#### [Provided data]
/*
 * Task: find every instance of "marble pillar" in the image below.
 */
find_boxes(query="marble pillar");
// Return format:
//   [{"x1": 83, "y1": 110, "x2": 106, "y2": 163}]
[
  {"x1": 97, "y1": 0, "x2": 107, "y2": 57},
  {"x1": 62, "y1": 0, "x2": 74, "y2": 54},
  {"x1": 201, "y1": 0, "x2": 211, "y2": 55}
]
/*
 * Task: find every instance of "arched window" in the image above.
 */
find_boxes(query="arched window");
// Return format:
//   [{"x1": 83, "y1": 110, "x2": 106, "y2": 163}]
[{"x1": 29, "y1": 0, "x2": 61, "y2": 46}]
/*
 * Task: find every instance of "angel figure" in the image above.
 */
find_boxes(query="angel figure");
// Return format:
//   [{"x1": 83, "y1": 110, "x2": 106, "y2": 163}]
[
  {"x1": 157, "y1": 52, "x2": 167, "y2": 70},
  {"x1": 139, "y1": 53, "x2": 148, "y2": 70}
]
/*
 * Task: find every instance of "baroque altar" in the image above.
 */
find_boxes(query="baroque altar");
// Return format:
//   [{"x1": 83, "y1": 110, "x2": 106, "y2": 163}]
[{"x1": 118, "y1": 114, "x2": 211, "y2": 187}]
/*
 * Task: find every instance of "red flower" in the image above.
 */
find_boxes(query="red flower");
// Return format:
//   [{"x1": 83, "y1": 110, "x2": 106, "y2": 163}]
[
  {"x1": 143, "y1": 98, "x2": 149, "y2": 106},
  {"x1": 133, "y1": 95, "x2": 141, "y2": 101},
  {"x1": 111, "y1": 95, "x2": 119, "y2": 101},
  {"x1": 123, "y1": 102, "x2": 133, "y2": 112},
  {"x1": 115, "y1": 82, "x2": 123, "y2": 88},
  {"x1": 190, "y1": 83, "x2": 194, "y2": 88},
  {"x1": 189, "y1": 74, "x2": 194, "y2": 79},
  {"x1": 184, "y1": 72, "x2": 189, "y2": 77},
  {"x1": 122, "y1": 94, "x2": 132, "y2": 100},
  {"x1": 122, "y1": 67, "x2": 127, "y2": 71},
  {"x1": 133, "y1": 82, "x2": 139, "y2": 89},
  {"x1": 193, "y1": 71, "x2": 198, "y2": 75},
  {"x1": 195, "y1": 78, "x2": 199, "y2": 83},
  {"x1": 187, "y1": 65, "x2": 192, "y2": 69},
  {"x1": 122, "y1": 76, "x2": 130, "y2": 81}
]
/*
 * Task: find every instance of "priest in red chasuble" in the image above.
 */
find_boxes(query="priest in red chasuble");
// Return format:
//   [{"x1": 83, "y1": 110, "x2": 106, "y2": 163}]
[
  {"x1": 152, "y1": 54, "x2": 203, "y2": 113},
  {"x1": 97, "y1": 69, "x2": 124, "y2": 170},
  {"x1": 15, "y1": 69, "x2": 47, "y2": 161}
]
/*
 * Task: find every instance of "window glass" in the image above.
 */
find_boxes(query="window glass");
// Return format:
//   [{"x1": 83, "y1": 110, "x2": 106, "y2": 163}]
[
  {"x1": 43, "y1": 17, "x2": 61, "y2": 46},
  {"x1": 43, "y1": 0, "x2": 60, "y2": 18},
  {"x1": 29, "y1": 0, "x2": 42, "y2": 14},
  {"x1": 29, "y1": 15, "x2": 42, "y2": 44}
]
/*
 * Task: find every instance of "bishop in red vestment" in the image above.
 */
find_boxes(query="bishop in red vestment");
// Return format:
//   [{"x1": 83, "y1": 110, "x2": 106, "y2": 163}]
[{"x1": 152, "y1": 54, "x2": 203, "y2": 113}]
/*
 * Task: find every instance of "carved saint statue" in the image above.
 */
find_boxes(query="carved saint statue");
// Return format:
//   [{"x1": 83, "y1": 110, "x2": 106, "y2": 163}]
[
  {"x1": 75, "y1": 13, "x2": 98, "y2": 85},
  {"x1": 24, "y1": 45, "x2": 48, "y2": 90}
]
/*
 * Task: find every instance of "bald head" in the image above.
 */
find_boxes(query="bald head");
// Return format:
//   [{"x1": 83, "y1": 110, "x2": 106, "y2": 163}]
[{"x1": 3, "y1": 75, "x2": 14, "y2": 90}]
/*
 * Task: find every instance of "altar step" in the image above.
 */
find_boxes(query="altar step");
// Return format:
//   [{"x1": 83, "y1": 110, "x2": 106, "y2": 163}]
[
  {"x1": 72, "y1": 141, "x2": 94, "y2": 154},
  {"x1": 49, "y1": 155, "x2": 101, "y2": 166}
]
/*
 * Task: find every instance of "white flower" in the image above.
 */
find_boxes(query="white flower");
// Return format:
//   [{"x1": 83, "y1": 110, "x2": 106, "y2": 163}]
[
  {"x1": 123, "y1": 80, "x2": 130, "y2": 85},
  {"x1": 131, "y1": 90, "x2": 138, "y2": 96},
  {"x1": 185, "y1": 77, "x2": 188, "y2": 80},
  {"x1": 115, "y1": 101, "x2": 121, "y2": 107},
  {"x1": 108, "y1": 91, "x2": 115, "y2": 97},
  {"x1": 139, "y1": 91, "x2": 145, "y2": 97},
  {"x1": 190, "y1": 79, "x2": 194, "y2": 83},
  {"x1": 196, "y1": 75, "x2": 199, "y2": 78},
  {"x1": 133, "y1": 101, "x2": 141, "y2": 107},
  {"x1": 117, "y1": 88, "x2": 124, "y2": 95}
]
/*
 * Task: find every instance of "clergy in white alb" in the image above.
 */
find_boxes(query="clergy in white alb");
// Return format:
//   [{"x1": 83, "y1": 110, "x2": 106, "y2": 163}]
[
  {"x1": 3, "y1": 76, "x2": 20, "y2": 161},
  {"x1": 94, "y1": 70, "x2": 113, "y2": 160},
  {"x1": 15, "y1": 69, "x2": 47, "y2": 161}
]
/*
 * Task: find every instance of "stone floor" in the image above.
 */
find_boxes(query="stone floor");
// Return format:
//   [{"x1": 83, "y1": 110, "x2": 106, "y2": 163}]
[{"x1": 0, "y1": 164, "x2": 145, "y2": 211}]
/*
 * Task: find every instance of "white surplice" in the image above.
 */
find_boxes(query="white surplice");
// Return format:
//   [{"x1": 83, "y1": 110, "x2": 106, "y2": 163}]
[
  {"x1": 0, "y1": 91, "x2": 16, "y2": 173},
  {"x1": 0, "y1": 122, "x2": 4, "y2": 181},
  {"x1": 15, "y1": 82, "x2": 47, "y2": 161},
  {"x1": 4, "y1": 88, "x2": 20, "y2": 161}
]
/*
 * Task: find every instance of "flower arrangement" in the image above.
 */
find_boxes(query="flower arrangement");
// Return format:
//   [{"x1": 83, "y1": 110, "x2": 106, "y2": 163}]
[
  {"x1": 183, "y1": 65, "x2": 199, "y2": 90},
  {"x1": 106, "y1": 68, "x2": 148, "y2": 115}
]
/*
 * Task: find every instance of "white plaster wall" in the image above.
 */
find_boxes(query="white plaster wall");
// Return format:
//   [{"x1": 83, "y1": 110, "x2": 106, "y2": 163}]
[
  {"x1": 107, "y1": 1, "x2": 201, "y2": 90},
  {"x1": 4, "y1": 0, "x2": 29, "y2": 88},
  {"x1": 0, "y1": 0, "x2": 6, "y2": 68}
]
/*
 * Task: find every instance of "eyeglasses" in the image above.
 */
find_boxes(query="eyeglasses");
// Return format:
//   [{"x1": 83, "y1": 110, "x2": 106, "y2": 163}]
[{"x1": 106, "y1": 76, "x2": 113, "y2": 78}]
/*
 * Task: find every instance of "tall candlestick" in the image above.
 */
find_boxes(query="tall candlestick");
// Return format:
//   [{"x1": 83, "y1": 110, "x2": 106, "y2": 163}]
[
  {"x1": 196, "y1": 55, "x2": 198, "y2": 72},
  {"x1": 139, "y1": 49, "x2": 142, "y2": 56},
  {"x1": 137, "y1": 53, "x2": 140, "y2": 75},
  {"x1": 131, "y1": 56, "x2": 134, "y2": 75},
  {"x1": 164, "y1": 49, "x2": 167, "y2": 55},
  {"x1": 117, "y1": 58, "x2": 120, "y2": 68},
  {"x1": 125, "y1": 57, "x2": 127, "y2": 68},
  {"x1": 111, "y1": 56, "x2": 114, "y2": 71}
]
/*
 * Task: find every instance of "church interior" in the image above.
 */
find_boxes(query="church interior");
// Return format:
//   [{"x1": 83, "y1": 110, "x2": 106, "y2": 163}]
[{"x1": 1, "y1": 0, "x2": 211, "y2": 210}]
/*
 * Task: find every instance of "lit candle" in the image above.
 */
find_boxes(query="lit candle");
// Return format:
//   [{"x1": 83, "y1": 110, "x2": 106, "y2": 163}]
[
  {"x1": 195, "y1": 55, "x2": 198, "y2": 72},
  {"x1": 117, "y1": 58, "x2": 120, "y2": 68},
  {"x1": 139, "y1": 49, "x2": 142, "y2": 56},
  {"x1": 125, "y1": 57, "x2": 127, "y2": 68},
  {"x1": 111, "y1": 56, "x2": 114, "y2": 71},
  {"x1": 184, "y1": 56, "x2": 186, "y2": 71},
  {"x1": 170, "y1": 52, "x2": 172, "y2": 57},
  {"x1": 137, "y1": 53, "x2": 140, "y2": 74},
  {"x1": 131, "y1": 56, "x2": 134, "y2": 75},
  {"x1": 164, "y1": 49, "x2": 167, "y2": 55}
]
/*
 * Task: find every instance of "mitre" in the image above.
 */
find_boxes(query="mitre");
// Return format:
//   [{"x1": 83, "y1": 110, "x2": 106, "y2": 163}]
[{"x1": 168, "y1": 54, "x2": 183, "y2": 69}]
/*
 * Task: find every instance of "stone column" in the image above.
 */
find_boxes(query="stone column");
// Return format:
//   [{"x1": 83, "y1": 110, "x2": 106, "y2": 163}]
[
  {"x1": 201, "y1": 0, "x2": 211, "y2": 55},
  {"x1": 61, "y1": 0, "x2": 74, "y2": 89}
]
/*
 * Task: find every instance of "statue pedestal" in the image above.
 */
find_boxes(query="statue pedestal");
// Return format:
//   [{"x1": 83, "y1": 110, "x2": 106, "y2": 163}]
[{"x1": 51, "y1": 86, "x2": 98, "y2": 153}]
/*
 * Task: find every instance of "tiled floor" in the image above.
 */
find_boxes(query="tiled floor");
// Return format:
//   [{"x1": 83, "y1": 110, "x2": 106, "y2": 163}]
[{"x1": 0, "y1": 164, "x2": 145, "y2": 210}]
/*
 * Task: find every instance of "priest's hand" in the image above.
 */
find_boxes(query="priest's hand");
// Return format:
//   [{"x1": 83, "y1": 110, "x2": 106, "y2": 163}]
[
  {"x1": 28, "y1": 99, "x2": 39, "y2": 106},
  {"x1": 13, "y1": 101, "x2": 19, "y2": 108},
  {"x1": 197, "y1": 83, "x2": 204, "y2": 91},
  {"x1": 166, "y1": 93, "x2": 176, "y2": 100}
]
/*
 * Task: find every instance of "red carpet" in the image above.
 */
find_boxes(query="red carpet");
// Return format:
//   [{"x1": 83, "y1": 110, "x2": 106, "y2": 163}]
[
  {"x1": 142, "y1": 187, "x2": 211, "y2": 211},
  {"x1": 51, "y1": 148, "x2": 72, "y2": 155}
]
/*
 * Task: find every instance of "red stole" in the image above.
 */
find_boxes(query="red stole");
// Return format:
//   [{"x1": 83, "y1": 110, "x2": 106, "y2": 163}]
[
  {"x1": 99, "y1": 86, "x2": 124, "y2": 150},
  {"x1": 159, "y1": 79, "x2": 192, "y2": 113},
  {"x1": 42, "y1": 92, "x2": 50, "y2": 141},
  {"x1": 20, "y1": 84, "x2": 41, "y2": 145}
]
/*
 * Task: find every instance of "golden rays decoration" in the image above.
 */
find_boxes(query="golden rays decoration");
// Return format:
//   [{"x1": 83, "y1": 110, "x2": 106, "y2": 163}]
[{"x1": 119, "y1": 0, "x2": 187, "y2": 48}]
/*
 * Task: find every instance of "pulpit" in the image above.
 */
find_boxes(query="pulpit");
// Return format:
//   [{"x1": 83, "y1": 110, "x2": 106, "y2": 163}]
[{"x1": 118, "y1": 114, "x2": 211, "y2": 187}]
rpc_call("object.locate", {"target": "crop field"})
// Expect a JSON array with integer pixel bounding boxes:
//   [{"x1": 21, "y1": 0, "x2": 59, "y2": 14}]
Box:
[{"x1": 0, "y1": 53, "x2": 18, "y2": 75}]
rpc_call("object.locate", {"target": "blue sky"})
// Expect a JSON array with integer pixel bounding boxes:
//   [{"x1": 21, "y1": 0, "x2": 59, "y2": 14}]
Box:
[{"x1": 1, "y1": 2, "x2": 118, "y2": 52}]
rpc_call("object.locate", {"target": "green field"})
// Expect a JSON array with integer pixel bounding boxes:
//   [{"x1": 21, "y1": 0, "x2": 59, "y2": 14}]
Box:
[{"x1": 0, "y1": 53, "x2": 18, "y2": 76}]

#### [Task statement]
Only the lines holding the string "tall" are needed; copy each of them from the material above.

#### [Reply]
 * Task: find every instance of "tall candlestick" in the image above.
find_boxes(query="tall candlestick");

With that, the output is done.